EXTRACTED ENTRIES
——————————

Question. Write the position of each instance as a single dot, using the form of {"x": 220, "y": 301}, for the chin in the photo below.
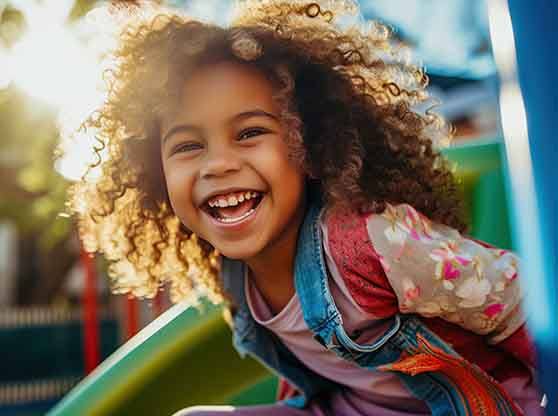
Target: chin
{"x": 238, "y": 253}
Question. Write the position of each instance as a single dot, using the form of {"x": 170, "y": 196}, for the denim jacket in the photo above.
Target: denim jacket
{"x": 452, "y": 387}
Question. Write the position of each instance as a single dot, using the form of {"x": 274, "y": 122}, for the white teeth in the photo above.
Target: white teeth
{"x": 229, "y": 220}
{"x": 232, "y": 200}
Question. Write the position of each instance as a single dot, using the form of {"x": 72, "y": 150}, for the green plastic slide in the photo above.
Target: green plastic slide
{"x": 185, "y": 357}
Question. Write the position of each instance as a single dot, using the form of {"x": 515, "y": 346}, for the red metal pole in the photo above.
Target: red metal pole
{"x": 90, "y": 317}
{"x": 132, "y": 321}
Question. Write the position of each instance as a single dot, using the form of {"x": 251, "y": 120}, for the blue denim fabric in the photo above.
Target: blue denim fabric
{"x": 324, "y": 320}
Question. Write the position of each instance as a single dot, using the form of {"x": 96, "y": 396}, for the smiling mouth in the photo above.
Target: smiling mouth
{"x": 233, "y": 207}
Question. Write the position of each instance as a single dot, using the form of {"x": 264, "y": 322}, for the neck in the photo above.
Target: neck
{"x": 272, "y": 270}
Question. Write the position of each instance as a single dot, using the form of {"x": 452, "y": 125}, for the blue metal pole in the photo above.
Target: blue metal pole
{"x": 534, "y": 165}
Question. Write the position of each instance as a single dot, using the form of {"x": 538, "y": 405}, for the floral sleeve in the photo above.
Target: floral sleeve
{"x": 436, "y": 272}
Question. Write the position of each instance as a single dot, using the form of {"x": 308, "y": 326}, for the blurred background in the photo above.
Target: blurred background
{"x": 58, "y": 320}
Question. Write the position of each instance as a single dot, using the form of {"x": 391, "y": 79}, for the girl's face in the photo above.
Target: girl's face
{"x": 226, "y": 163}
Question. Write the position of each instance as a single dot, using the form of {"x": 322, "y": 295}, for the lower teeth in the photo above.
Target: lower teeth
{"x": 228, "y": 220}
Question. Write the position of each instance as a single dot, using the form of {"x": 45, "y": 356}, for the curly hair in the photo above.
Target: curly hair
{"x": 347, "y": 95}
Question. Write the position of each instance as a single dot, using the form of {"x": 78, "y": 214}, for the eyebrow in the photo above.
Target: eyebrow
{"x": 238, "y": 117}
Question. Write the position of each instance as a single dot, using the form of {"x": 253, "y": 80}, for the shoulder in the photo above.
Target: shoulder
{"x": 357, "y": 261}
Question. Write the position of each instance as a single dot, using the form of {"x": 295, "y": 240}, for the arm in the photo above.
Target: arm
{"x": 436, "y": 272}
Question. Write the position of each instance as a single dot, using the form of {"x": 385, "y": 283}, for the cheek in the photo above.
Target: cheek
{"x": 179, "y": 187}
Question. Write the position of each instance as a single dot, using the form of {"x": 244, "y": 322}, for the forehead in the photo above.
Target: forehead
{"x": 215, "y": 92}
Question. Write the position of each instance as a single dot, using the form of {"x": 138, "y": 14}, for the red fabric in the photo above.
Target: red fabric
{"x": 359, "y": 265}
{"x": 285, "y": 390}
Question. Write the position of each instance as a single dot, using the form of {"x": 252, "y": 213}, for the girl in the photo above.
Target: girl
{"x": 279, "y": 165}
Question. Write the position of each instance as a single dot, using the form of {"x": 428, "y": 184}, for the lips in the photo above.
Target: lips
{"x": 230, "y": 207}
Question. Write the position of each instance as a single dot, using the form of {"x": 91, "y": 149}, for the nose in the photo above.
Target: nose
{"x": 220, "y": 161}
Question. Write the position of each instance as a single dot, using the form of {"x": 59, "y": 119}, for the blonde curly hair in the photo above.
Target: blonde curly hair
{"x": 346, "y": 94}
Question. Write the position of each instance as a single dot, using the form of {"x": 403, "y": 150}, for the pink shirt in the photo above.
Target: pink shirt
{"x": 367, "y": 392}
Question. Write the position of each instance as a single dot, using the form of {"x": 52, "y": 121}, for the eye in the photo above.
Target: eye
{"x": 251, "y": 132}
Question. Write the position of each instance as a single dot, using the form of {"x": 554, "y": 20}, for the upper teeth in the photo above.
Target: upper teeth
{"x": 223, "y": 201}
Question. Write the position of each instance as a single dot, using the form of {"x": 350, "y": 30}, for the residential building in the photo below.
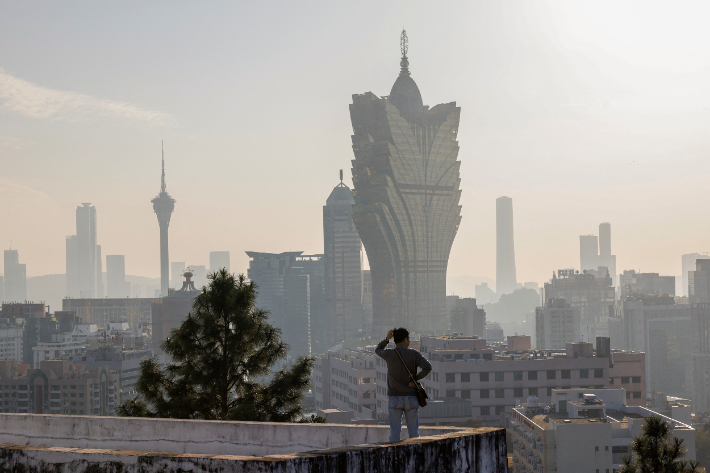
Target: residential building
{"x": 556, "y": 324}
{"x": 116, "y": 284}
{"x": 57, "y": 387}
{"x": 406, "y": 192}
{"x": 506, "y": 280}
{"x": 219, "y": 260}
{"x": 342, "y": 252}
{"x": 582, "y": 430}
{"x": 15, "y": 277}
{"x": 631, "y": 282}
{"x": 163, "y": 206}
{"x": 467, "y": 318}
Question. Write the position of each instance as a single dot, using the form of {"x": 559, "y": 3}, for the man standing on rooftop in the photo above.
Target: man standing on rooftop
{"x": 401, "y": 389}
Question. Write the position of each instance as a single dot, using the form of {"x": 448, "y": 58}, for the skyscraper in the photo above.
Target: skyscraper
{"x": 86, "y": 250}
{"x": 15, "y": 277}
{"x": 116, "y": 284}
{"x": 219, "y": 260}
{"x": 407, "y": 212}
{"x": 163, "y": 205}
{"x": 343, "y": 268}
{"x": 506, "y": 280}
{"x": 588, "y": 252}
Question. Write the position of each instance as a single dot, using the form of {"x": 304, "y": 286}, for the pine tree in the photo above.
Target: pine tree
{"x": 222, "y": 356}
{"x": 657, "y": 451}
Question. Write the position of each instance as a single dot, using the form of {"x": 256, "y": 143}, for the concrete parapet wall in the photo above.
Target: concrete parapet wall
{"x": 473, "y": 450}
{"x": 188, "y": 436}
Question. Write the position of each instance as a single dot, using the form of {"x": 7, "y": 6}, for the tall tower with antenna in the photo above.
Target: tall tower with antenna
{"x": 163, "y": 205}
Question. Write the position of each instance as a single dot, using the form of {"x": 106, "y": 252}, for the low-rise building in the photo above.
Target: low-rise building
{"x": 582, "y": 430}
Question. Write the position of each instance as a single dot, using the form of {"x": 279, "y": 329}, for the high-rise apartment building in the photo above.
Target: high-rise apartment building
{"x": 163, "y": 206}
{"x": 406, "y": 191}
{"x": 219, "y": 260}
{"x": 342, "y": 250}
{"x": 15, "y": 277}
{"x": 116, "y": 277}
{"x": 506, "y": 280}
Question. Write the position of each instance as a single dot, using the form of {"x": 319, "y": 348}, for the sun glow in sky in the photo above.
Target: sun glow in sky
{"x": 582, "y": 112}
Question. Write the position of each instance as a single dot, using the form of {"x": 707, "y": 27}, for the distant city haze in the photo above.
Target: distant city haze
{"x": 581, "y": 112}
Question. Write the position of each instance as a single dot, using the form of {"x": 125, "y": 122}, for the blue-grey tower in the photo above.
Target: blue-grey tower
{"x": 163, "y": 205}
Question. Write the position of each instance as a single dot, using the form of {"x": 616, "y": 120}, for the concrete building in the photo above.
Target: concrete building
{"x": 406, "y": 191}
{"x": 466, "y": 318}
{"x": 506, "y": 280}
{"x": 342, "y": 251}
{"x": 57, "y": 387}
{"x": 652, "y": 284}
{"x": 163, "y": 206}
{"x": 688, "y": 263}
{"x": 698, "y": 282}
{"x": 15, "y": 278}
{"x": 582, "y": 430}
{"x": 556, "y": 324}
{"x": 116, "y": 284}
{"x": 219, "y": 260}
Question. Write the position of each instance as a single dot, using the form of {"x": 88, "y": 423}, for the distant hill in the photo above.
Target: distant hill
{"x": 51, "y": 288}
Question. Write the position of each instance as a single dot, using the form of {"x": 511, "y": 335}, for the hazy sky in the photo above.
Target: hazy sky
{"x": 582, "y": 112}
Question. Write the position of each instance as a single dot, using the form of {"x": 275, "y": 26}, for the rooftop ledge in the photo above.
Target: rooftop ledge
{"x": 108, "y": 444}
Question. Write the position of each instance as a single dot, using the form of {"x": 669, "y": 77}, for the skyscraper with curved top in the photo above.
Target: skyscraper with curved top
{"x": 163, "y": 205}
{"x": 406, "y": 191}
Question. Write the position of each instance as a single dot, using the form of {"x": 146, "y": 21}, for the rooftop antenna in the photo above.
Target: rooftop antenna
{"x": 162, "y": 179}
{"x": 404, "y": 47}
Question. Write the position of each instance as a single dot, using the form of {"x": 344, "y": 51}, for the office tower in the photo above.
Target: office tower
{"x": 688, "y": 264}
{"x": 116, "y": 277}
{"x": 99, "y": 274}
{"x": 15, "y": 277}
{"x": 698, "y": 282}
{"x": 406, "y": 191}
{"x": 163, "y": 205}
{"x": 556, "y": 324}
{"x": 506, "y": 280}
{"x": 467, "y": 319}
{"x": 219, "y": 260}
{"x": 71, "y": 268}
{"x": 86, "y": 250}
{"x": 343, "y": 270}
{"x": 284, "y": 290}
{"x": 177, "y": 269}
{"x": 606, "y": 259}
{"x": 588, "y": 253}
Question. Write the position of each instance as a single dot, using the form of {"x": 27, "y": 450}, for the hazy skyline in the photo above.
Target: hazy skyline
{"x": 581, "y": 112}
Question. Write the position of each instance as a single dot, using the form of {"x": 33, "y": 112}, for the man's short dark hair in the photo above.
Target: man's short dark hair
{"x": 400, "y": 335}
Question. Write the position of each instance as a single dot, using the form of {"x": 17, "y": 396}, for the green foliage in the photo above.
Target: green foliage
{"x": 657, "y": 451}
{"x": 313, "y": 419}
{"x": 220, "y": 354}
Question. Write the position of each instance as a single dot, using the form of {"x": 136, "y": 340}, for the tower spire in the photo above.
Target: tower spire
{"x": 404, "y": 47}
{"x": 162, "y": 179}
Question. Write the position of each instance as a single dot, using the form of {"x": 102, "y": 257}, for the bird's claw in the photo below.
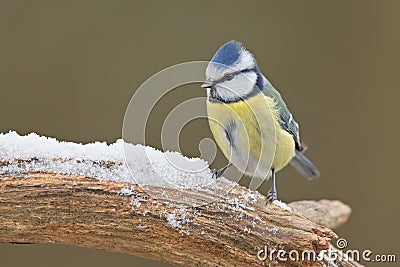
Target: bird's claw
{"x": 271, "y": 196}
{"x": 217, "y": 173}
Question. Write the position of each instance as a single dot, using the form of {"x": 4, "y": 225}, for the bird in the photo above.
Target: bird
{"x": 250, "y": 121}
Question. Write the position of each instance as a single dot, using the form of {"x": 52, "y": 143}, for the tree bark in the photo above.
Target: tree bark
{"x": 95, "y": 213}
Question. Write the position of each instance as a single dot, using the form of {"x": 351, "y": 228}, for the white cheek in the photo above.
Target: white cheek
{"x": 240, "y": 86}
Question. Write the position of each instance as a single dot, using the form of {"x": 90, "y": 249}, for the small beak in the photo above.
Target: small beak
{"x": 207, "y": 84}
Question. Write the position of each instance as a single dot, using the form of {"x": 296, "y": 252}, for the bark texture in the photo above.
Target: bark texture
{"x": 95, "y": 213}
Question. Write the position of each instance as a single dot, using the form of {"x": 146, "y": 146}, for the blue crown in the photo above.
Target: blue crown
{"x": 228, "y": 53}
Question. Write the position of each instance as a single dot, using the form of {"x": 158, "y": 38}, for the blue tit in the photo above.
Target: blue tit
{"x": 249, "y": 119}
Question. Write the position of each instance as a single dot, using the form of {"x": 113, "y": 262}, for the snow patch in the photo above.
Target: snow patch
{"x": 282, "y": 205}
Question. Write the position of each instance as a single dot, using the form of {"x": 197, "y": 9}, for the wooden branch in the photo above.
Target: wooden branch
{"x": 119, "y": 217}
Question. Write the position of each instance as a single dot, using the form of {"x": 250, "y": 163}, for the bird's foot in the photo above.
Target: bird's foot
{"x": 271, "y": 196}
{"x": 219, "y": 172}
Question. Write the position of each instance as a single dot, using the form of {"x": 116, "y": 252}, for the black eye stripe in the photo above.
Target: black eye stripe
{"x": 224, "y": 78}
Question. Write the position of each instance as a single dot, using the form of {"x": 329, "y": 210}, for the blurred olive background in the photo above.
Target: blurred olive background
{"x": 68, "y": 70}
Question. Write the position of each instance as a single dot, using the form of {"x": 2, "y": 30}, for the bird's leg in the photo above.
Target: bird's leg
{"x": 218, "y": 173}
{"x": 272, "y": 195}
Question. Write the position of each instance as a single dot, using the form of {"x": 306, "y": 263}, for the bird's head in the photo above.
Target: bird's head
{"x": 232, "y": 74}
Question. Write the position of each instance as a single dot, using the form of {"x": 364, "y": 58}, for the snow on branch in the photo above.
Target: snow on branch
{"x": 85, "y": 195}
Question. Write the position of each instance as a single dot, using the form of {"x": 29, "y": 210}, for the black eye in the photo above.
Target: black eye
{"x": 228, "y": 76}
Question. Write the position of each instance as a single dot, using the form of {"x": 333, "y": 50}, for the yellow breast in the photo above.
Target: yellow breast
{"x": 256, "y": 140}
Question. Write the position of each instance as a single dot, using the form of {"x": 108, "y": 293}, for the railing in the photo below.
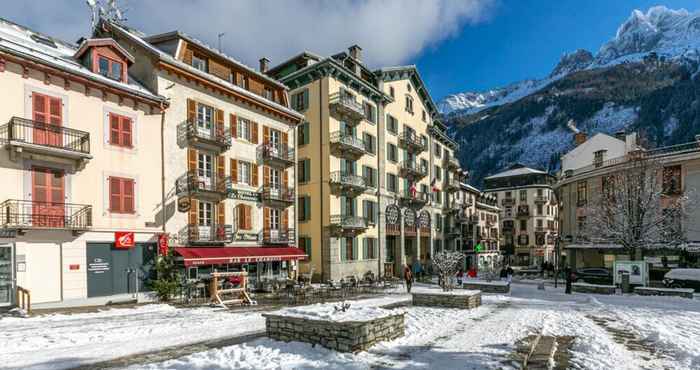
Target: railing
{"x": 48, "y": 135}
{"x": 348, "y": 179}
{"x": 276, "y": 152}
{"x": 193, "y": 182}
{"x": 273, "y": 236}
{"x": 217, "y": 136}
{"x": 27, "y": 213}
{"x": 206, "y": 234}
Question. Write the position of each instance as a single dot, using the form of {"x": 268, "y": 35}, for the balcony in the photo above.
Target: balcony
{"x": 28, "y": 214}
{"x": 343, "y": 182}
{"x": 205, "y": 187}
{"x": 417, "y": 199}
{"x": 206, "y": 235}
{"x": 218, "y": 140}
{"x": 51, "y": 141}
{"x": 410, "y": 141}
{"x": 276, "y": 155}
{"x": 346, "y": 108}
{"x": 347, "y": 225}
{"x": 411, "y": 170}
{"x": 346, "y": 146}
{"x": 277, "y": 197}
{"x": 272, "y": 236}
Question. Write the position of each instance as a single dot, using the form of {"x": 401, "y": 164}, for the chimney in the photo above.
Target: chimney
{"x": 356, "y": 52}
{"x": 264, "y": 64}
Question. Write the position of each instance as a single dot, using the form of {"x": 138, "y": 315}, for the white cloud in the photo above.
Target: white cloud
{"x": 389, "y": 31}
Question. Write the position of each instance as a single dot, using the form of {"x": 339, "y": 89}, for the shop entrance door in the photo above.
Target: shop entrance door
{"x": 7, "y": 275}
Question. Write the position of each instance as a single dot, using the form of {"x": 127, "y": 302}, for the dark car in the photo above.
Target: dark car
{"x": 683, "y": 278}
{"x": 593, "y": 275}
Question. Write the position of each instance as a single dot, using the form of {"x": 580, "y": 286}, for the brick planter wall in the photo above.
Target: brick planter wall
{"x": 352, "y": 336}
{"x": 463, "y": 301}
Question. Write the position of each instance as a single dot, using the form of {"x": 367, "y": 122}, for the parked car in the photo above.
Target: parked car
{"x": 593, "y": 275}
{"x": 683, "y": 278}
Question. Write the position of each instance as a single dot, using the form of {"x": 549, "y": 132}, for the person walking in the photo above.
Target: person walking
{"x": 408, "y": 277}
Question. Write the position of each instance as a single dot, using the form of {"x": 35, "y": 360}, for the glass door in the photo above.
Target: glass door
{"x": 7, "y": 275}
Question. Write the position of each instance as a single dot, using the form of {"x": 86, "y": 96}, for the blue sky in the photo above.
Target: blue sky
{"x": 525, "y": 39}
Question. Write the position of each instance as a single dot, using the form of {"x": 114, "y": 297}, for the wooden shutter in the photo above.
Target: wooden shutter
{"x": 266, "y": 135}
{"x": 254, "y": 132}
{"x": 254, "y": 174}
{"x": 234, "y": 125}
{"x": 191, "y": 111}
{"x": 219, "y": 122}
{"x": 234, "y": 171}
{"x": 191, "y": 159}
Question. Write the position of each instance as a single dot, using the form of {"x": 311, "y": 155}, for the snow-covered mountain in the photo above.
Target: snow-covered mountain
{"x": 669, "y": 33}
{"x": 646, "y": 79}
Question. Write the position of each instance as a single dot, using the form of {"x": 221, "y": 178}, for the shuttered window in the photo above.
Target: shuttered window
{"x": 120, "y": 131}
{"x": 121, "y": 195}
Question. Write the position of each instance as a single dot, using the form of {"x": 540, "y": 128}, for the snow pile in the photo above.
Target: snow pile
{"x": 331, "y": 312}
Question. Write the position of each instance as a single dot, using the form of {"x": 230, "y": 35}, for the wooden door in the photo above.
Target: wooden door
{"x": 47, "y": 111}
{"x": 48, "y": 196}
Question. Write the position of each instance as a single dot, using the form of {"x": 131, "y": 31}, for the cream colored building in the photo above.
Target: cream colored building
{"x": 528, "y": 214}
{"x": 229, "y": 155}
{"x": 368, "y": 154}
{"x": 81, "y": 163}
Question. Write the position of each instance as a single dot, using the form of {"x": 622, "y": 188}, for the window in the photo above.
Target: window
{"x": 391, "y": 182}
{"x": 304, "y": 170}
{"x": 392, "y": 153}
{"x": 121, "y": 195}
{"x": 370, "y": 143}
{"x": 369, "y": 248}
{"x": 109, "y": 68}
{"x": 392, "y": 124}
{"x": 199, "y": 63}
{"x": 581, "y": 193}
{"x": 120, "y": 130}
{"x": 304, "y": 208}
{"x": 300, "y": 100}
{"x": 672, "y": 184}
{"x": 303, "y": 133}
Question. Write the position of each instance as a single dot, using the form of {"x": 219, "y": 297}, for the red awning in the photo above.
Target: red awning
{"x": 223, "y": 255}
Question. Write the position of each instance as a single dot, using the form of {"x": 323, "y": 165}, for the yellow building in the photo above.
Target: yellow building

——————————

In the data above, retype exactly and only the lines between the one holding "Target: pine tree" and the one holding "low-rise building in the photo above.", inclusive.

SOLUTION FOR THIS PROBLEM
Target: pine tree
{"x": 222, "y": 356}
{"x": 657, "y": 451}
Question. Write the position of each instance as a single dot, using the form of {"x": 256, "y": 143}, for the concrete parapet wall in the photo above.
Target: concrete parapet wall
{"x": 473, "y": 450}
{"x": 188, "y": 436}
Question. Write the position of each instance as a single dot, using the form of {"x": 7, "y": 6}, for the tall tower with antenna in the photo above.
Target: tall tower with antenna
{"x": 163, "y": 205}
Question. Write the position of each instance as a single dot, using the form of {"x": 106, "y": 252}, for the low-rise building in the photo above.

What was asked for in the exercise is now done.